Extract provided:
▬▬▬▬▬▬▬▬▬▬

JISC depoST Meetup
Yesterday was the JISC Deposit Show & Tell meetup in London (#depoST). The idea was to bring everyone together who had a vested interest or active development in a tool for depositing to an online repository (such as EPrints or DSpace etc).
The day started with 5 minute lightening talks from attendees, here are summaries of some of the most interesting/relevant to our desired use case:
Drag & Drop Deposit Tool
This was our own prototype which we demonstrated at the event. We have tried to take a strong end user perspective to try and design a simple tool that reduces the workload involved with submitting to an Institutional Repository (IR).
For this we have made the following basic assumptions:
- Academic Researchers are busy people
- They may not be technical users
- They are unlikely to ‘markup’ their documents
The current submission process requires far more work that is necessary to get a paper into an IR:
- Open web browser & browse to repository
- Log in
- Fill in metadata (EPrints has 12 compulsory fields)

▬▬▬▬▬▬▬▬▬▬

Requirements:
[a] In the post about the JISC deposit meetup, how many compulsory metadata fields does EPrints have?
[b] From the post about the JISC deposit meetup, return the passage from "JISC depoST Meetup" to "or DSpace etc)." word for word.
[c] Extend the post about the JISC deposit meetup, picking up right after its final line.

Given material:
▬▬▬▬▬▬▬▬▬▬

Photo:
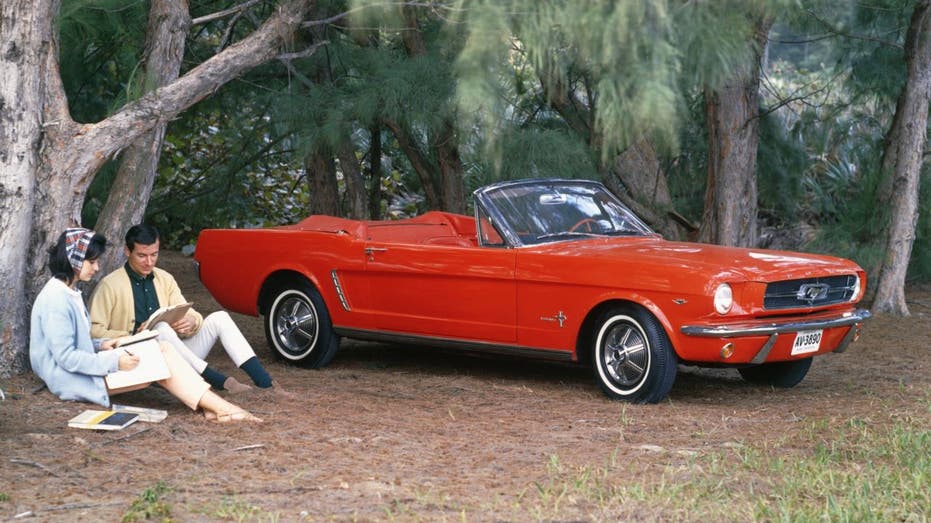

▬▬▬▬▬▬▬▬▬▬

Answers to the exercise:
[a] 12

[b]
JISC depoST Meetup
Yesterday was the JISC Deposit Show & Tell meetup in London (#depoST). The idea was to bring everyone together who had a vested interest or active development in a tool for depositing to an online repository (such as EPrints or DSpace etc).

[c]
- Upload files
We hypothesise that alot of the metadata required can actually be found within the document that you are uploading and created a small desktop client in Cocoa to demonstrate this.
The ideal end user experience is being able to drag a number of PDF’s onto the ‘droplet’ application and then be presented with a report. For the most case the user would just have to accept the report but there would also be the facility to make adjustments should the PDF extraction have made a mistake.
The current state of the prototype is such that only PDF extraction is done, were the project to be funded we would like to interact with the following existing projects to provide an end to end solution:
SWORD is a lightweight protocol for depositing content from one location to another. It stands for Simple Web-service Offering Repository Deposit and is a profile of the Atom Publishing Protocol
We would use this for the actual depositing to the repository. Also of interest (although not for our implementation) is the PHP library for SWORD which was mentioned on the events twitter stream: http://github.com/stuartlewis/swordapp-php-library
The Names Project
The project scoped the requirements of UK institutional and subject repositories for a service that will reliably and uniquely identify individuals and institutions.
More information on Names below. We would also like to make the suggestion of names more contextual, by prioritising results for researchers that the academic had previously co-authored with.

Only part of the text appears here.